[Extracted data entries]
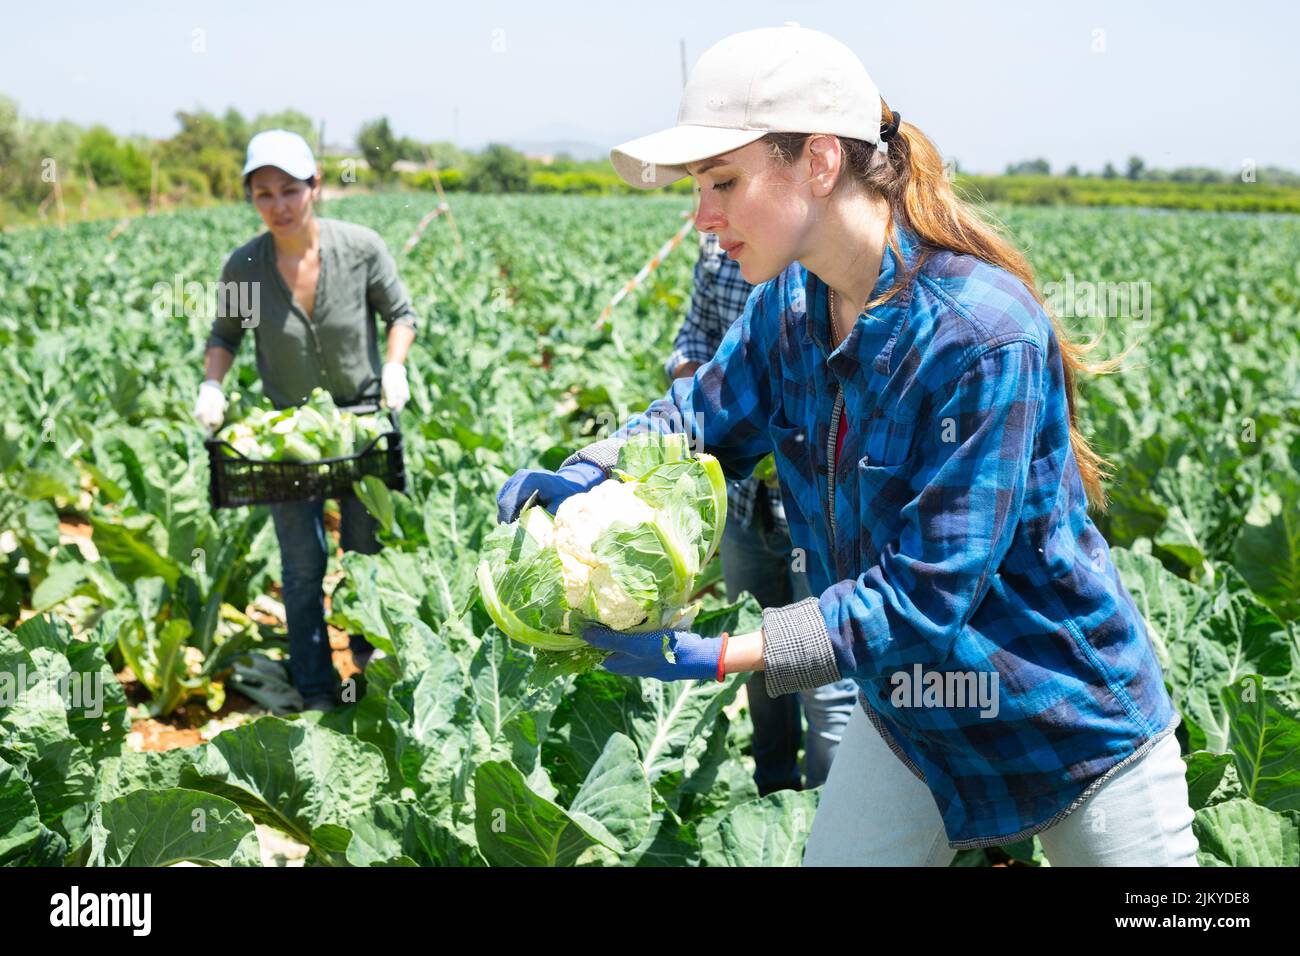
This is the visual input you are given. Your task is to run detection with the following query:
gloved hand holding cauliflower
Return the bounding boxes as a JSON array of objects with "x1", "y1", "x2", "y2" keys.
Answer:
[{"x1": 479, "y1": 432, "x2": 727, "y2": 672}]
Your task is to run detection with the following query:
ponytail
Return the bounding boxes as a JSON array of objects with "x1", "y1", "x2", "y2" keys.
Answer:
[{"x1": 764, "y1": 106, "x2": 1121, "y2": 511}]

What you should do: Your answer should be only the number of lines in the records that hold the word "detection".

Result of this exercise: 2